# WRITTEN REQUEST
Can you turn every line of the data below into a JSON list of strings, one string per line, with blank lines and the pictures left out?

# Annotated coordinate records
▬▬▬▬▬▬▬▬▬▬

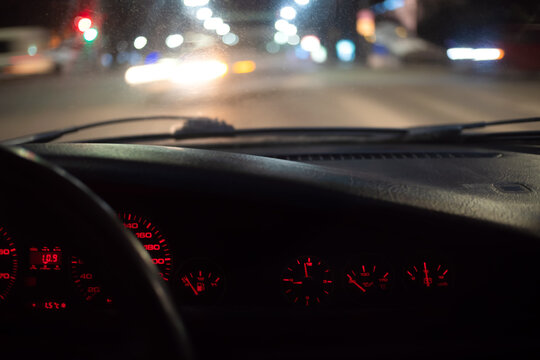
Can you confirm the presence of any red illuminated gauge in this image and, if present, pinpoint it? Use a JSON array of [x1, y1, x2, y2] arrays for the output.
[[345, 263, 392, 298], [178, 260, 225, 305], [405, 261, 450, 289], [118, 213, 172, 281], [0, 226, 19, 302], [71, 256, 112, 303], [281, 256, 334, 306], [71, 213, 172, 303]]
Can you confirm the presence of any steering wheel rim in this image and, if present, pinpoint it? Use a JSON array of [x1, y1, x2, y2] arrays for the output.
[[0, 146, 192, 360]]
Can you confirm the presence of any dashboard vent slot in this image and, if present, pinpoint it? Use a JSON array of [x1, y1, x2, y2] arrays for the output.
[[271, 152, 502, 161]]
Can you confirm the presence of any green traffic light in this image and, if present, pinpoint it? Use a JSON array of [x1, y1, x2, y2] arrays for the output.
[[83, 28, 98, 42]]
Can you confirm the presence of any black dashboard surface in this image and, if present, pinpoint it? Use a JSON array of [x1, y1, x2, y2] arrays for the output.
[[5, 144, 540, 358]]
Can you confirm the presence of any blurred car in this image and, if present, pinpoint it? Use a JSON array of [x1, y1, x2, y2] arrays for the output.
[[0, 27, 57, 75]]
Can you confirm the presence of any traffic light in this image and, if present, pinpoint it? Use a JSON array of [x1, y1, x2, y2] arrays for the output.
[[75, 16, 92, 33]]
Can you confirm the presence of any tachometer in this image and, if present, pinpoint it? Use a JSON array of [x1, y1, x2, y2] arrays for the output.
[[0, 226, 19, 301]]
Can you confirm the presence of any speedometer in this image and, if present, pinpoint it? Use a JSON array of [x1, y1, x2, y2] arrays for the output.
[[71, 212, 172, 302], [0, 226, 19, 302], [119, 213, 172, 281]]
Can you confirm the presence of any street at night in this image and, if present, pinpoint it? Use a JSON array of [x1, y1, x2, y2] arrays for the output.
[[0, 62, 540, 139]]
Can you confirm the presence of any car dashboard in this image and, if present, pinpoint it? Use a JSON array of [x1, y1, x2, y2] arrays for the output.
[[0, 144, 540, 359]]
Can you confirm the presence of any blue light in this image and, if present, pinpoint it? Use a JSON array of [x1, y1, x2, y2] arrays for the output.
[[372, 0, 405, 14], [336, 39, 356, 62]]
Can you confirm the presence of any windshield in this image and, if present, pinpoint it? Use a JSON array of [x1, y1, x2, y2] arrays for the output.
[[0, 0, 540, 139]]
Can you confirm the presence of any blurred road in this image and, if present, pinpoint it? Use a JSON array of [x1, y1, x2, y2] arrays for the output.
[[0, 63, 540, 139]]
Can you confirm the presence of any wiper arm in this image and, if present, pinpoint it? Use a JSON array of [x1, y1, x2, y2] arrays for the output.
[[401, 117, 540, 142], [2, 115, 230, 146]]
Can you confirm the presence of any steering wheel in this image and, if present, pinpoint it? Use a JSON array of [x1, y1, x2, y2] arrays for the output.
[[0, 147, 192, 360]]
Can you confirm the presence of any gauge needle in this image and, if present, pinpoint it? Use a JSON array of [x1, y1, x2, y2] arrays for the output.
[[424, 261, 429, 287], [347, 274, 366, 292], [184, 276, 199, 296]]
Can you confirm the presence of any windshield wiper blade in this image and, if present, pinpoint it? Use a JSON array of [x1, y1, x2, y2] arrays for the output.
[[401, 117, 540, 142], [2, 115, 228, 146], [77, 126, 407, 144]]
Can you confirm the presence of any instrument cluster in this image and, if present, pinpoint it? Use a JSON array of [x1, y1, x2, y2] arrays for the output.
[[0, 212, 453, 311]]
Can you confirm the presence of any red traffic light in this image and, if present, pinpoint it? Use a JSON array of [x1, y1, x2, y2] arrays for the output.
[[75, 17, 92, 33]]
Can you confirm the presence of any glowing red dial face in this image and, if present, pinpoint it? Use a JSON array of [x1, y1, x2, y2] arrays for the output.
[[345, 262, 392, 299], [71, 256, 112, 303], [405, 261, 450, 289], [71, 213, 172, 302], [177, 260, 225, 305], [118, 213, 172, 281], [0, 226, 19, 302], [281, 256, 334, 307]]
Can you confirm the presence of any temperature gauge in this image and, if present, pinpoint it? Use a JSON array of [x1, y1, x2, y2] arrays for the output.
[[281, 256, 334, 306], [405, 261, 449, 289], [345, 263, 392, 299], [177, 261, 225, 305]]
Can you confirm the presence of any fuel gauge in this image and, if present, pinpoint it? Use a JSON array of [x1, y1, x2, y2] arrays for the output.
[[405, 261, 450, 289], [177, 260, 225, 305], [345, 262, 392, 299]]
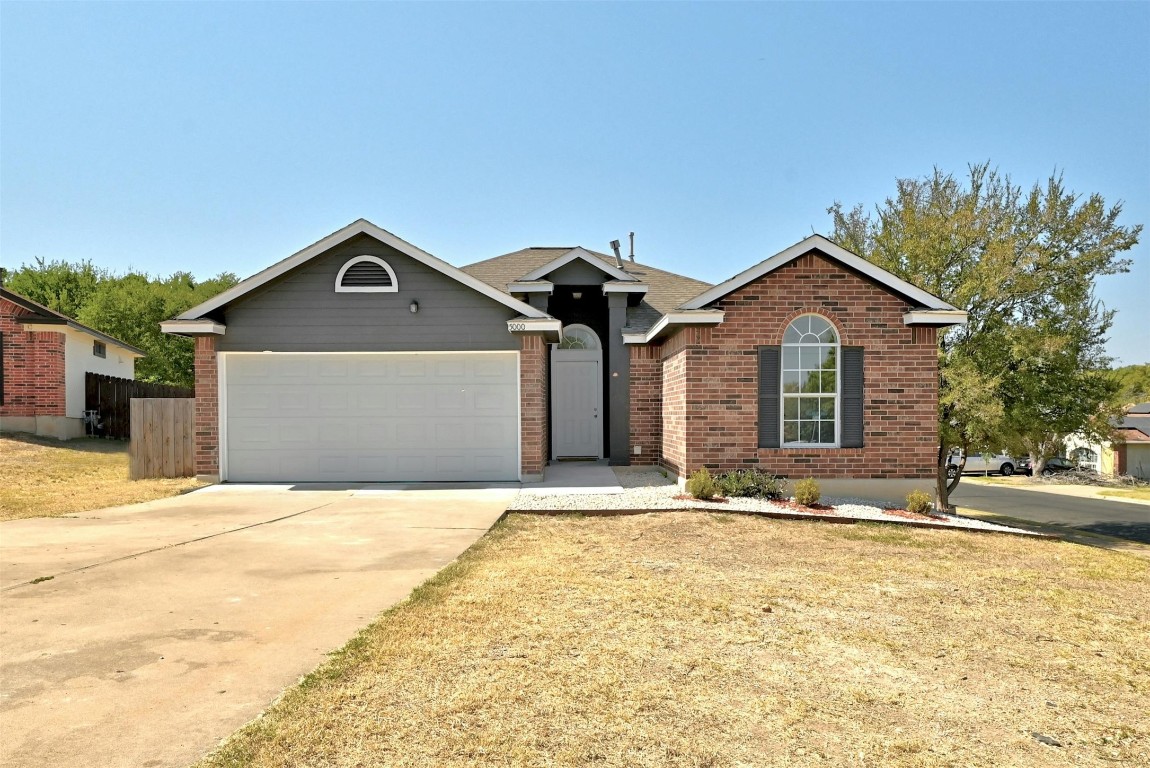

▬▬▬▬▬▬▬▬▬▬

# WRITTEN RESPONSE
[
  "Can you confirm the presence of any red illuminated gauge in this image and, if present, pinpoint it? Use a JSON array of [x1, y1, x2, y2] arrays for the output.",
  "[[345, 263, 392, 298], [178, 260, 225, 305], [405, 261, 450, 289], [118, 213, 172, 281], [0, 226, 19, 302], [71, 256, 112, 303], [281, 256, 334, 306], [71, 213, 172, 303]]",
  "Can you confirm the presence of any steering wheel rim in this image and, if present, pinpoint it? Use a JSON array of [x1, y1, x2, y2] arrays for the output.",
  "[[0, 146, 192, 360]]",
  "Can you confirm the presence of any dashboard vent slot in this image and, if present, pinpoint it? Use a JSON array of [x1, y1, x2, y2] arrays for the output.",
  "[[271, 152, 502, 161]]",
  "Can you confirm the presence of any green traffic light in this image and, if present, pinpoint it? Use a JSON array of [x1, y1, x2, y2] arrays for the output.",
  "[[83, 28, 98, 42]]",
  "Can you confirm the presence of any black dashboard surface in this image and, if present, pinpoint it? Use a JSON array of [x1, y1, x2, y2] arrays for the output.",
  "[[5, 144, 540, 358]]",
  "Can you confirm the presence of any blurred car in this image and, if present, pinpoint it? Use a JSON array of [x1, y1, x2, y2] arrays for the output.",
  "[[0, 27, 57, 75]]",
  "Can you confirm the presence of any traffic light in this image and, if present, pinpoint it? Use a JSON array of [x1, y1, x2, y2] arrays for the output.",
  "[[75, 16, 92, 33]]",
  "Can you confirm the presence of any tachometer in this image and, if present, pinpoint it? Use a JSON array of [x1, y1, x2, y2] arrays for the output.",
  "[[0, 226, 19, 301]]",
  "Can you confirm the presence of any speedometer in this image and, if present, pinpoint it? Use a JSON array of [x1, y1, x2, y2] arrays for the output.",
  "[[71, 212, 172, 302], [0, 226, 19, 302], [119, 213, 172, 281]]",
  "Can you confirm the presence of any street at night in this image and, if present, pinpoint it? Use a JSON array of [x1, y1, x2, y2] arrays for the output.",
  "[[0, 62, 540, 139]]",
  "Can you confirm the presence of any car dashboard in this image and, if present, pinpoint it? Use a JSON array of [x1, y1, x2, y2] arrays for the output.",
  "[[0, 144, 540, 359]]",
  "Can you confirm the presence of any blue light in this image and, if present, pinpoint it? Use a JSON array of [x1, y1, x2, y2] arrays for the output.",
  "[[372, 0, 405, 14], [336, 39, 356, 62]]",
  "Can you confirm the presence of any windshield in this image and, if present, pinpoint it? Use a JSON array of [x1, y1, x2, y2] arrays for the output.",
  "[[0, 0, 540, 139]]",
  "Can you confirm the presence of any blurred road in this image and, if present, pinpoint it? Use a JSON array of [x1, y1, x2, y2] arrays for the output.",
  "[[0, 63, 540, 139]]",
  "Can you confirm the presence of any wiper arm in this image and, if present, pinpoint it? Use a JSON array of [x1, y1, x2, y2] arrays for the output.",
  "[[401, 117, 540, 142], [2, 115, 230, 146]]",
  "Can you confirm the presence of any steering wheel in this image and, if present, pinpoint it? Use a JSON array of [x1, y1, x2, y2] arrays for the output.",
  "[[0, 147, 192, 360]]",
  "Can you confirm the presence of any gauge needle in this image and, if present, pinpoint it? Use a JSON array of [x1, y1, x2, y2] arrays for the output.",
  "[[424, 261, 429, 287], [347, 274, 366, 292], [184, 276, 199, 296]]",
  "Can you confirm the presence of any windshield wiper blade in this image and, if present, pinpoint it? Use a JSON array of [x1, y1, x2, y2] arrays for the output.",
  "[[401, 117, 540, 142], [2, 115, 228, 146], [77, 126, 407, 144]]",
  "Can you confirm the presence of any instrument cluster in this image and, if present, pinpoint it? Use a JSON array of [x1, y1, x2, y2] arrays for the output.",
  "[[0, 212, 453, 311]]",
  "Can you confirm the presence of any red traffic light in this image and, if present, pinpoint it? Use a JSON array of [x1, y1, x2, y2] arrays for the output.",
  "[[75, 17, 92, 33]]",
  "Can you confirm the presence of any glowing red dial face in this image and, if present, pinpoint it? Use a JSON array of [x1, y1, x2, y2] arrays for the output.",
  "[[345, 262, 392, 299], [71, 256, 112, 303], [405, 261, 450, 289], [71, 213, 172, 302], [177, 260, 225, 305], [118, 213, 172, 281], [0, 226, 19, 302], [281, 256, 334, 307]]",
  "Can you confirm the presence of any temperature gauge in this image and, if present, pinpoint it? Use a JSON array of [x1, y1, x2, y2] arrays for the output.",
  "[[281, 256, 334, 306], [405, 261, 449, 289], [345, 263, 392, 299], [177, 261, 225, 305]]",
  "Can you confirm the presence of any fuel gauge in this image and, if present, pinpoint it? Use a JSON array of [x1, y1, x2, y2] arrays for the output.",
  "[[405, 261, 450, 289], [177, 260, 225, 305], [345, 262, 392, 299]]"
]